Assistants vocaux à l’attention des enfants : quels risques pour la vie privée des utilisateurs ?
« Les utilisateurs sont pour deux tiers environ à déclarer craindre pour la confidentialité de leurs données personnelles (62 %) et à estimer que les enceintes connectées constituent une menace pour leur vie privée (61 %) »[1]

Le 7 septembre dernier, la CNIL publiait son Livre Blanc sur les assistants vocaux[2], ayant pour objectif d’alerter tant les utilisateurs que les professionnels à l’origine de ces produits sur leurs dangers au quotidien et déterminer une liste de bonnes pratiques permettant de limiter les risques.
Si les assistants vocaux sont aujourd’hui très présents au sein de nos foyers, voitures, ou encore smartphones, les enfants, très demandeurs de ces produits qui permettent un accès rapide à un panel de service très divers de manière simplifiée, constituent également une cible importante. Néanmoins, les produits proposés à leur attention ne sont pas toujours adaptés à leur âge, et peuvent être sources d’atteintes à leur vie privée s’ils n’offrent pas de garanties de sécurité suffisantes lors du traitement de données à caractère personnel. Le RGPD considère notamment que « les enfants méritent une protection spécifique en ce qui concerne leurs données à caractère personnel parce qu'ils peuvent être moins conscients des risques, des conséquences et des garanties concernées et de leurs droits liés au traitement des données à caractère personnel »[3].
□ □ □
### Consignes
1: Traduisez en anglais cette phrase du texte sur les assistants vocaux destinés aux enfants : « Néanmoins, les produits proposés à leur attention ne sont pas toujours adaptés à leur âge, et peuvent être sources d’atteintes à leur vie privée s’ils n’offrent pas de garanties de sécurité suffisantes lors du traitement de données à caractère personnel. »
2: Recopiez à l'identique le passage du texte sur les assistants vocaux qui va de « Le 7 septembre » jusqu'à « limiter les risques. ».

Lignes d'un jeu de données de pointage
□ □ □
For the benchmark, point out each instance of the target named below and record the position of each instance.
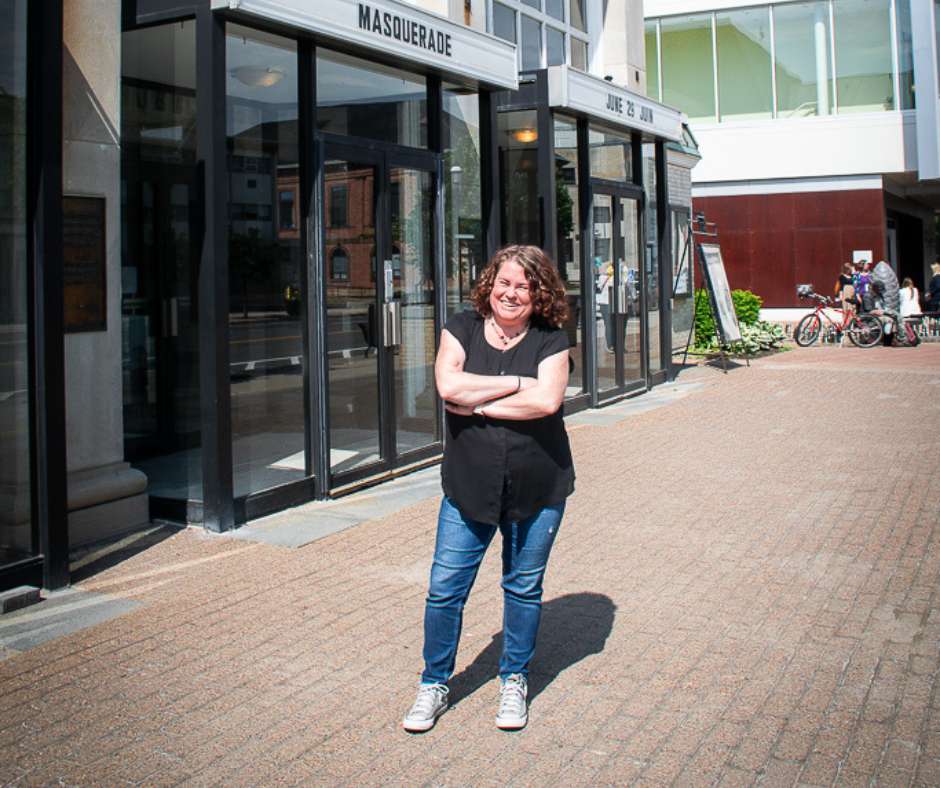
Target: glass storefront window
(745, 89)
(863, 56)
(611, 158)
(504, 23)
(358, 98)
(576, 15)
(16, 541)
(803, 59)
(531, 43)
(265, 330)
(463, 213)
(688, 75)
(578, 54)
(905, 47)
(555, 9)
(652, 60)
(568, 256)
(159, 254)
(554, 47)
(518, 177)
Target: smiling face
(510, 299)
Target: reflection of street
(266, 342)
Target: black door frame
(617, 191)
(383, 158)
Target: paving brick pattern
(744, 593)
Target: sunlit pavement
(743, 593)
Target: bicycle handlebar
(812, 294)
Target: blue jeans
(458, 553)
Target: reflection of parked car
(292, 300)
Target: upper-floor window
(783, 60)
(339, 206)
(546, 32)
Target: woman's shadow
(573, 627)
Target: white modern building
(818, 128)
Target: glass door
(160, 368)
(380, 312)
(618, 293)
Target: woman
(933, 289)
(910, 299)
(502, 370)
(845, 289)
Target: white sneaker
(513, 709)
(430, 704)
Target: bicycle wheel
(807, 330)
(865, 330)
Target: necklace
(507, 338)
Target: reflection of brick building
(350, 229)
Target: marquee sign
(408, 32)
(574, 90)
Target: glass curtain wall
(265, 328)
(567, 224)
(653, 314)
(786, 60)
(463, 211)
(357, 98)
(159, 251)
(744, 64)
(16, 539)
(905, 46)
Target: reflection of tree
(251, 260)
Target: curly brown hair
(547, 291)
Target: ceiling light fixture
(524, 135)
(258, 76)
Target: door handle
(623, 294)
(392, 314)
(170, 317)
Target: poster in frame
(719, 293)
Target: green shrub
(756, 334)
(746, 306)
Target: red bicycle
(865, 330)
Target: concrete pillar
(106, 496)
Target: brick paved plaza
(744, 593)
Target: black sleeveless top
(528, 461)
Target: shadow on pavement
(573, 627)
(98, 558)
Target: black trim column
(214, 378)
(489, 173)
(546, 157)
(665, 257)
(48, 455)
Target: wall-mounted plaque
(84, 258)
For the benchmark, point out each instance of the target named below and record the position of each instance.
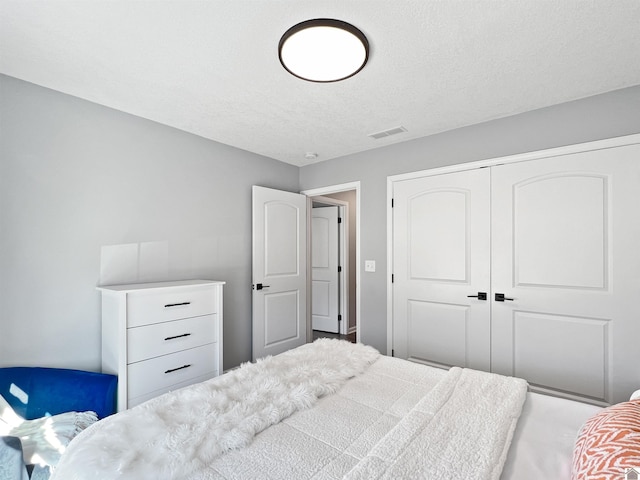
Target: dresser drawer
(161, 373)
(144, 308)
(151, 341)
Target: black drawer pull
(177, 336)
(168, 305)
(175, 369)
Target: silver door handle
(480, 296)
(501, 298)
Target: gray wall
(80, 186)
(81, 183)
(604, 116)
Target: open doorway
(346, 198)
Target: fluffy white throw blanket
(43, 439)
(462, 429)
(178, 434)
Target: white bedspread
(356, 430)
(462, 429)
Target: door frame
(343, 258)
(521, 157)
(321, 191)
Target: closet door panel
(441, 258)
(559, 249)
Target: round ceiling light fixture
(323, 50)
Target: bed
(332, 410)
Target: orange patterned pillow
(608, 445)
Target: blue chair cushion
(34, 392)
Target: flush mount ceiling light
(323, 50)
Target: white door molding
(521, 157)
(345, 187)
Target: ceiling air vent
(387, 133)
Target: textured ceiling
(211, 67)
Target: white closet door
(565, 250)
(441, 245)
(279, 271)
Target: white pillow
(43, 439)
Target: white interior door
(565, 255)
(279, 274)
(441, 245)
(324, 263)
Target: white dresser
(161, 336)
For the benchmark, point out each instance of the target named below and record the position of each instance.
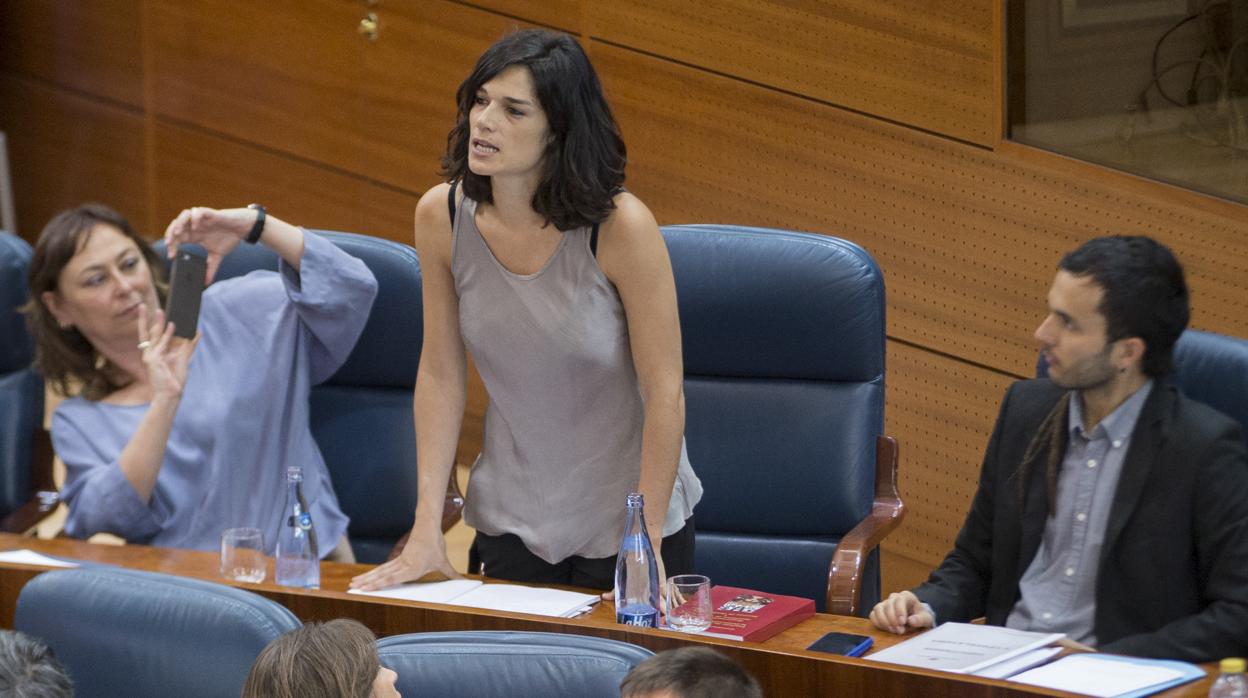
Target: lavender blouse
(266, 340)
□ □ □
### Réponses
1: Nevertheless, the products offered to them are not always suited to their age, and can lead to invasions of their privacy if they do not provide sufficient security guarantees when personal data is processed.

2:
Le 7 septembre dernier, la CNIL publiait son Livre Blanc sur les assistants vocaux[2], ayant pour objectif d’alerter tant les utilisateurs que les professionnels à l’origine de ces produits sur leurs dangers au quotidien et déterminer une liste de bonnes pratiques permettant de limiter les risques.